DO THIS:
Update the records below by replacing every occurrence of "a dot per instance" with "one point per instance" and leaving everything else unchanged. Leave the pictures out of your answer.

RECORDS PROVIDED:
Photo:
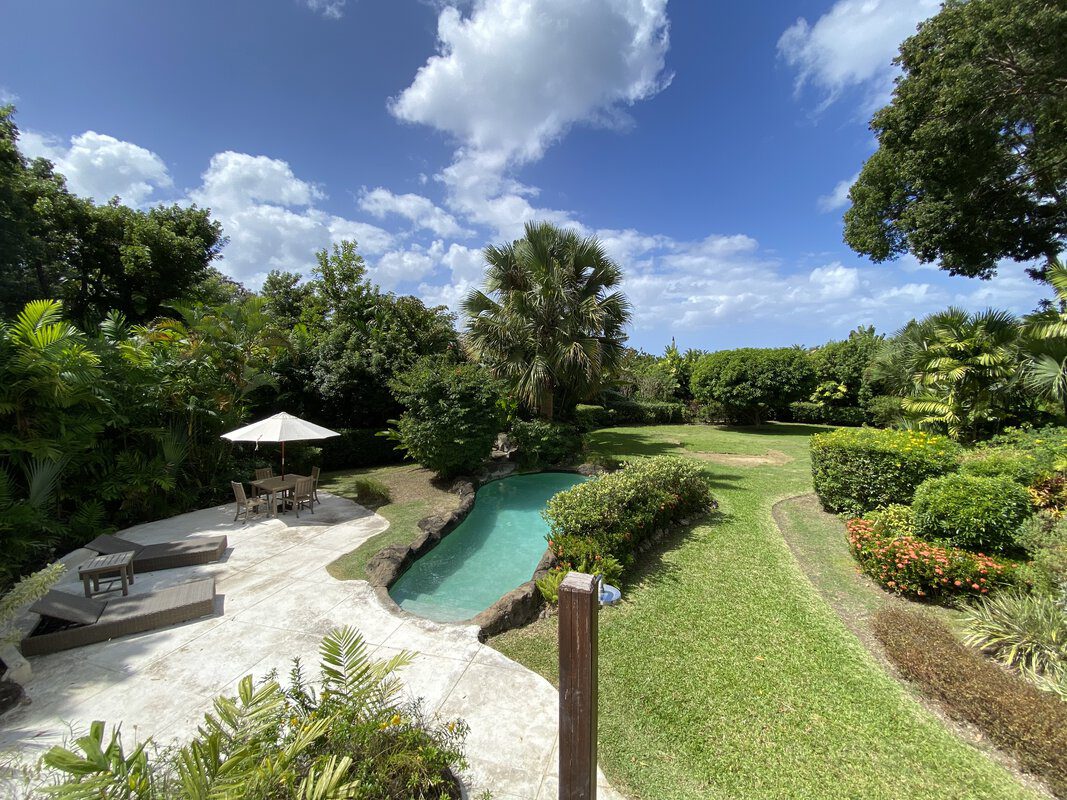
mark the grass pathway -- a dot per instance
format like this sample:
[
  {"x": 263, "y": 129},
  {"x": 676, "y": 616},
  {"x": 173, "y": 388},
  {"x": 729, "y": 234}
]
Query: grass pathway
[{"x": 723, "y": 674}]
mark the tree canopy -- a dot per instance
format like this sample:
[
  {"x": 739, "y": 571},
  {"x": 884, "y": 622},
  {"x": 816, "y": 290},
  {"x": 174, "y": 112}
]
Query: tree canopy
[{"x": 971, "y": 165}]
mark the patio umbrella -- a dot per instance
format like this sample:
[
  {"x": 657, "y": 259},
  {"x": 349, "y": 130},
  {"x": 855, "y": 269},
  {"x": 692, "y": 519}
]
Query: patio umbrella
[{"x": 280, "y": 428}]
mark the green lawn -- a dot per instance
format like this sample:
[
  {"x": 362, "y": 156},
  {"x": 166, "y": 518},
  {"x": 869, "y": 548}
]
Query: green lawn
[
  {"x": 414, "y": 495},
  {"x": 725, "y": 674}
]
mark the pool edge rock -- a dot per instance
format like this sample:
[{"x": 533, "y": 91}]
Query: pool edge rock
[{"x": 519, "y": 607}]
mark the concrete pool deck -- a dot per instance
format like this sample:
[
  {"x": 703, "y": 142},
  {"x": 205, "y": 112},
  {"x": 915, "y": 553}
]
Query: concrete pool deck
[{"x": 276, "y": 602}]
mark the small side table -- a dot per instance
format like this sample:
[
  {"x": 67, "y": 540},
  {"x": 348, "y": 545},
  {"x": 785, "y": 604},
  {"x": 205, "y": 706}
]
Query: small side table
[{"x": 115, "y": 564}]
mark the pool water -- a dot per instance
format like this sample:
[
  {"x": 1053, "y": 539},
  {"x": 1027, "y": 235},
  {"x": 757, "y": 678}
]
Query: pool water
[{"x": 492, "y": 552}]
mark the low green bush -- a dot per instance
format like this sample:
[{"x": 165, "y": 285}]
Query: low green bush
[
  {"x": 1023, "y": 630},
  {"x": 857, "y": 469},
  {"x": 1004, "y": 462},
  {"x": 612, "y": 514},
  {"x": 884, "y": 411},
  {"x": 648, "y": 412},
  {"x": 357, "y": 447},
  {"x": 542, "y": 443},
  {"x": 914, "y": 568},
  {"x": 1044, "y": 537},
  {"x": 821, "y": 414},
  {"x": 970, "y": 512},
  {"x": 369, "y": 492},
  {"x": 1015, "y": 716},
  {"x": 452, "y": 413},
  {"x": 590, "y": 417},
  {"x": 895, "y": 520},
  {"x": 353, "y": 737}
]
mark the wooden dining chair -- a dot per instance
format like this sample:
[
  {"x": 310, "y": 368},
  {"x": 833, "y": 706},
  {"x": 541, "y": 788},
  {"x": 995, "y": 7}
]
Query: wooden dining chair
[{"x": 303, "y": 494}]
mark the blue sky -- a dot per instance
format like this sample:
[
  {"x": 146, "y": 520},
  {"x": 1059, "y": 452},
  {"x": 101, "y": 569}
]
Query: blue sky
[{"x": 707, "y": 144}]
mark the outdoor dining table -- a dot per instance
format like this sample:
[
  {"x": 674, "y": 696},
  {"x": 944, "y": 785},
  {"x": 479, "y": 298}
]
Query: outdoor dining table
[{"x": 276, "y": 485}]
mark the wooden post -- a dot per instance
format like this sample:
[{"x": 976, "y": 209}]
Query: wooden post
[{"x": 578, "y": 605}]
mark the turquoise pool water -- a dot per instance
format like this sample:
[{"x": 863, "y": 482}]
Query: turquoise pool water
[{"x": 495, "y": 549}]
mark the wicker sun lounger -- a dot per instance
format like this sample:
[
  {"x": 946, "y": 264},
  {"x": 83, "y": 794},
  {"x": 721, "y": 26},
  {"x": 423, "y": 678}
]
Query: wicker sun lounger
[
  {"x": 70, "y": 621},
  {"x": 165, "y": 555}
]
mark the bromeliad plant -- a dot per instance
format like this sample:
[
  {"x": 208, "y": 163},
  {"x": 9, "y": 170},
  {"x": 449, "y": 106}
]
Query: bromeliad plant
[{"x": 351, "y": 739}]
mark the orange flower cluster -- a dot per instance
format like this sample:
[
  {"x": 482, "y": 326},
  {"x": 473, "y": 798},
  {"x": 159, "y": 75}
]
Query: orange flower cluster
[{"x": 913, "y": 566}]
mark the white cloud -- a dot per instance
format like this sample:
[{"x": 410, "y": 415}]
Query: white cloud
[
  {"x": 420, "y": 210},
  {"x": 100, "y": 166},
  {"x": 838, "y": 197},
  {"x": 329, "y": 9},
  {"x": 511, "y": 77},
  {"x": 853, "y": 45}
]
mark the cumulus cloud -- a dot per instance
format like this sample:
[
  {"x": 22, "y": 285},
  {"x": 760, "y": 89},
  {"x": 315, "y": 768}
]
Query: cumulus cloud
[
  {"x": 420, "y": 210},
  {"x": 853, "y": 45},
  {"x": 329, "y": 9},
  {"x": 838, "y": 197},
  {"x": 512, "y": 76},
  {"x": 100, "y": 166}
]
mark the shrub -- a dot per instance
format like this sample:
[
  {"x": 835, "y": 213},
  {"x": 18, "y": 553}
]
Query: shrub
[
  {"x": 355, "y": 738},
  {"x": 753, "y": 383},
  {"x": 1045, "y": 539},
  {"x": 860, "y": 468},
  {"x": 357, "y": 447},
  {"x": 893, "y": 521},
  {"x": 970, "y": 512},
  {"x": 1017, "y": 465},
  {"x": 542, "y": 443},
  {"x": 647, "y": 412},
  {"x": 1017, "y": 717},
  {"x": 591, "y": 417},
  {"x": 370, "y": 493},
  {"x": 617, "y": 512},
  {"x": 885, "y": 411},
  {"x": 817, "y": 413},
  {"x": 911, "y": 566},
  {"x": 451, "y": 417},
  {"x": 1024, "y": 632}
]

REPLY:
Photo:
mark the grass pathway -- one point per instance
format like this sample:
[
  {"x": 263, "y": 129},
  {"x": 676, "y": 616},
  {"x": 173, "y": 388},
  {"x": 729, "y": 234}
]
Query: grass pathway
[{"x": 723, "y": 674}]
mark the tree canopy -- one point per instance
format like this sample:
[
  {"x": 739, "y": 571},
  {"x": 884, "y": 622},
  {"x": 816, "y": 290},
  {"x": 174, "y": 112}
]
Query: tree canopy
[{"x": 971, "y": 165}]
mark the patio umbrella -- one point per instance
format like this sample:
[
  {"x": 657, "y": 259},
  {"x": 349, "y": 130},
  {"x": 855, "y": 269},
  {"x": 692, "y": 519}
]
Query: patio umbrella
[{"x": 280, "y": 428}]
mark the green lawn -- one point per instance
format like this sample:
[
  {"x": 362, "y": 156},
  {"x": 166, "y": 518},
  {"x": 869, "y": 548}
]
Query: green lawn
[
  {"x": 414, "y": 495},
  {"x": 725, "y": 674}
]
mark the pool edge rock -- one point per instance
format like this sample:
[{"x": 533, "y": 91}]
Query: pool edge rock
[{"x": 519, "y": 607}]
mark the concrete pool deck -- one point per instance
format like this sample:
[
  {"x": 703, "y": 142},
  {"x": 205, "y": 112},
  {"x": 915, "y": 553}
]
Query: concrete pool deck
[{"x": 276, "y": 602}]
mark the small side table -- one point per instance
format like this sample:
[
  {"x": 67, "y": 540},
  {"x": 348, "y": 545},
  {"x": 785, "y": 604},
  {"x": 205, "y": 706}
]
Query: small side table
[{"x": 115, "y": 564}]
mark the pool water -- one point per instance
format like this sample:
[
  {"x": 1053, "y": 539},
  {"x": 1027, "y": 235},
  {"x": 757, "y": 678}
]
Query: pool water
[{"x": 492, "y": 552}]
mark the low green bush -- one point per instance
format like this sample:
[{"x": 165, "y": 285}]
Query: low green bush
[
  {"x": 1023, "y": 630},
  {"x": 857, "y": 469},
  {"x": 1004, "y": 462},
  {"x": 612, "y": 514},
  {"x": 884, "y": 411},
  {"x": 648, "y": 412},
  {"x": 357, "y": 447},
  {"x": 542, "y": 443},
  {"x": 914, "y": 568},
  {"x": 1044, "y": 537},
  {"x": 821, "y": 414},
  {"x": 970, "y": 512},
  {"x": 369, "y": 492},
  {"x": 1015, "y": 716},
  {"x": 452, "y": 413},
  {"x": 590, "y": 417},
  {"x": 895, "y": 520},
  {"x": 353, "y": 737}
]
mark the wooden dining chair -- one point per instance
format like this sample:
[
  {"x": 310, "y": 368},
  {"x": 833, "y": 706},
  {"x": 541, "y": 788},
  {"x": 995, "y": 7}
]
Query: wooden dining chair
[{"x": 303, "y": 494}]
mark the blue sky -- one point per instance
format like this sample:
[
  {"x": 146, "y": 520},
  {"x": 1059, "y": 452},
  {"x": 101, "y": 569}
]
Query: blue sky
[{"x": 707, "y": 144}]
mark the outdoor dining table -- one point per instance
format like this sample:
[
  {"x": 674, "y": 696},
  {"x": 944, "y": 785},
  {"x": 479, "y": 298}
]
Query: outdoor dining table
[{"x": 276, "y": 485}]
mark the wooden post -- one point per instance
format like this sample:
[{"x": 976, "y": 209}]
Query: wooden post
[{"x": 578, "y": 605}]
mark the turquoise pool water -- one point per instance
format like this sample:
[{"x": 863, "y": 482}]
Query: turquoise pool water
[{"x": 495, "y": 549}]
mark the wicker sun lounger -- one point per instance
format like this sample:
[
  {"x": 946, "y": 264},
  {"x": 83, "y": 794},
  {"x": 721, "y": 26},
  {"x": 423, "y": 678}
]
Query: wicker sun lounger
[
  {"x": 70, "y": 621},
  {"x": 165, "y": 555}
]
mark the bromeliad plant -- one point per instance
format like this sample:
[
  {"x": 208, "y": 163},
  {"x": 9, "y": 170},
  {"x": 449, "y": 106}
]
Query: bromeliad plant
[{"x": 351, "y": 739}]
mark the orange flower cluster -- one point per instance
format like this sample:
[
  {"x": 482, "y": 326},
  {"x": 473, "y": 798},
  {"x": 159, "y": 75}
]
Query: orange flower cluster
[{"x": 913, "y": 566}]
mark the white cloud -- one point per instance
format like this sample:
[{"x": 410, "y": 415}]
Query: white cloud
[
  {"x": 420, "y": 210},
  {"x": 100, "y": 166},
  {"x": 838, "y": 197},
  {"x": 329, "y": 9},
  {"x": 511, "y": 77},
  {"x": 853, "y": 45}
]
mark the cumulus cloud -- one point per instance
format like this sample:
[
  {"x": 22, "y": 285},
  {"x": 760, "y": 89},
  {"x": 315, "y": 768}
]
Query: cumulus cloud
[
  {"x": 420, "y": 210},
  {"x": 853, "y": 45},
  {"x": 329, "y": 9},
  {"x": 838, "y": 197},
  {"x": 512, "y": 76},
  {"x": 100, "y": 166}
]
mark the shrub -- one point per instance
format like this sample:
[
  {"x": 835, "y": 213},
  {"x": 18, "y": 553}
]
Query: shrub
[
  {"x": 355, "y": 738},
  {"x": 753, "y": 383},
  {"x": 1045, "y": 539},
  {"x": 860, "y": 468},
  {"x": 357, "y": 447},
  {"x": 893, "y": 521},
  {"x": 970, "y": 512},
  {"x": 1017, "y": 465},
  {"x": 542, "y": 443},
  {"x": 647, "y": 412},
  {"x": 1017, "y": 717},
  {"x": 591, "y": 417},
  {"x": 370, "y": 493},
  {"x": 617, "y": 512},
  {"x": 885, "y": 411},
  {"x": 817, "y": 413},
  {"x": 911, "y": 566},
  {"x": 451, "y": 417},
  {"x": 1024, "y": 632}
]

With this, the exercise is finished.